What to do: Would you please give every entry again exactly, without the pictures?

[Point-per-instance localization data]
"""

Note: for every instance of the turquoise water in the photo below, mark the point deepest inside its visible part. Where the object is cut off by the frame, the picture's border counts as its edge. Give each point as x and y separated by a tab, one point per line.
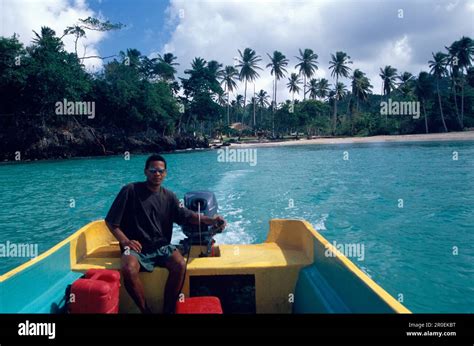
408	251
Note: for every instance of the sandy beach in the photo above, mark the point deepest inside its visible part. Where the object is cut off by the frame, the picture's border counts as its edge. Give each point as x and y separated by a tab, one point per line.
450	136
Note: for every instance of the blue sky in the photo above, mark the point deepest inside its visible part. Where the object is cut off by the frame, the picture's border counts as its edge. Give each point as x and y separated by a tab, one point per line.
145	20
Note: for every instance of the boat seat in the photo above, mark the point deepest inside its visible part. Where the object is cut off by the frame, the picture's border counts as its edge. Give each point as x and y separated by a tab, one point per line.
232	257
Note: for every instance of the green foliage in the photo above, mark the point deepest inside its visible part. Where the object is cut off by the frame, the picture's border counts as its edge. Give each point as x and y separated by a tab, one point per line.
134	92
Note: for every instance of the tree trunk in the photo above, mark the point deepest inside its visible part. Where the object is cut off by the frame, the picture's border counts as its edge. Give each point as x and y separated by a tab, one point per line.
424	112
304	87
245	100
441	106
254	119
334	116
228	108
462	102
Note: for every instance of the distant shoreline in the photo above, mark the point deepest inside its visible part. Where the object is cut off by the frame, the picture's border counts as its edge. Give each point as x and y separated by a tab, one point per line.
450	136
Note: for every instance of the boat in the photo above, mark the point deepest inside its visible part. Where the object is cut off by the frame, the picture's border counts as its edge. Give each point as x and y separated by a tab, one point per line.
288	273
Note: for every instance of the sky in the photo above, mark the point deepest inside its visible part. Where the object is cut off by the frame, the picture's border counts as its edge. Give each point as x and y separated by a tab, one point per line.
374	33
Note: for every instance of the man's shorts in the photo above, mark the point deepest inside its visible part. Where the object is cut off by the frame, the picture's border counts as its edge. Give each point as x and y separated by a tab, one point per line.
150	260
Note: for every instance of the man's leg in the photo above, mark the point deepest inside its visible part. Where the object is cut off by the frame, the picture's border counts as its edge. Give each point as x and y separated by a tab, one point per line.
176	266
130	269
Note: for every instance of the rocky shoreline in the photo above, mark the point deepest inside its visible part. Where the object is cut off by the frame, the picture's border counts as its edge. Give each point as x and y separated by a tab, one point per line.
45	143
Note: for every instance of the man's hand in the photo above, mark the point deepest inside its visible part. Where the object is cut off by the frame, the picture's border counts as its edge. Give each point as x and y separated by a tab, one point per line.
132	244
219	223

"""

Answer for this exercise:
Note: for every instance of the turquoise water in the photo below, mark the point deepest inside its visible part. Where the object is cut off by the frame, the picture's border counts as its edge. Give each point as x and y separated by a tab, one point per line.
408	251
Note: for every instance of the sandy beach in the photo above, mark the point deepest inside its visible part. Where the object is cut off by the frame, the picture's border counts as its edge. Give each point as x and y separated by a tab, one point per line.
450	136
Note: for every instance of the blue sky in the photo above, mark the point deepest inside its visible part. Where the object is cut off by the frame, the picture's border counts as its edge. Give each point as x and y separated by a tab, one point per line.
145	20
Note: for every instance of the boat seat in the photo above, mark the point deepest inside its visible part. Where the object is cut off by the frame, the picture's border counts as its edge. Give each point as x and y separated by a tab, one point per line.
232	257
Note: for every instance of the green foliage in the photo above, mark the point deepest inside its visible part. Where the object is cut off by the frame, the picture's border counts as its edge. Give each point as x and y separated by a tab, one point per line.
134	92
Note: for every instance of the tree trunk in the photo above, mark the point deepest inside its visible part. Where the object is cut off by the frame, the picture's border counts as its edge. Give each point as x and y separated by a tab, one point per line.
424	112
304	87
245	100
441	106
254	119
334	116
228	108
462	102
Note: for every instance of the distant shoreline in the photo above, mark the point deepest inside its visible part. Where the object is cut off by the frame, the picture's border counts as its edge. Give each point as x and y separated by a tab, one point per line.
450	136
Note: for every instance of the boat in the photo above, mark the point deepest inside its visible part. Where the object is cut off by the frame, the picture's border counts as its edge. Give each point as x and y separated by a tab, one point per line.
288	273
Note: for every instance of the sky in the photo above, mark the point deepest inside its visible part. Where the object is cut off by the frame, the picture's border counts as its edge. Give each point as x and y separated by a tab, one point per line.
374	33
Note: for every instance of the man's shorts in the photo above, mark the point deepest inside its visible part. Where the object is cut off by the frame, the picture's border counts as its edge. Give each point as x and y separated by a tab, one point per line.
150	260
Note: for every instance of the man's leg in the photo above, mark the point deepest inside its visible part. Where the object is cut off by the frame, the picture's border counts as its edge. Give each point as x and y separated by a tab, one point per line.
176	266
130	269
Note: for every instance of the rocky shoreline in the photo above, mark the point deepest inside its visible part. Where the object is cut off by the frame, the picture's border counts as its edge. Give each point as x and y separated by a tab, one point per line.
45	143
Note: for every instance of the man's hand in the photo above, mark the point deepest inside its visible part. Where the object is cut off by the frame, the picture's border counts as its edge. Give each point as x and y separated by a tab, one point per line.
132	244
219	223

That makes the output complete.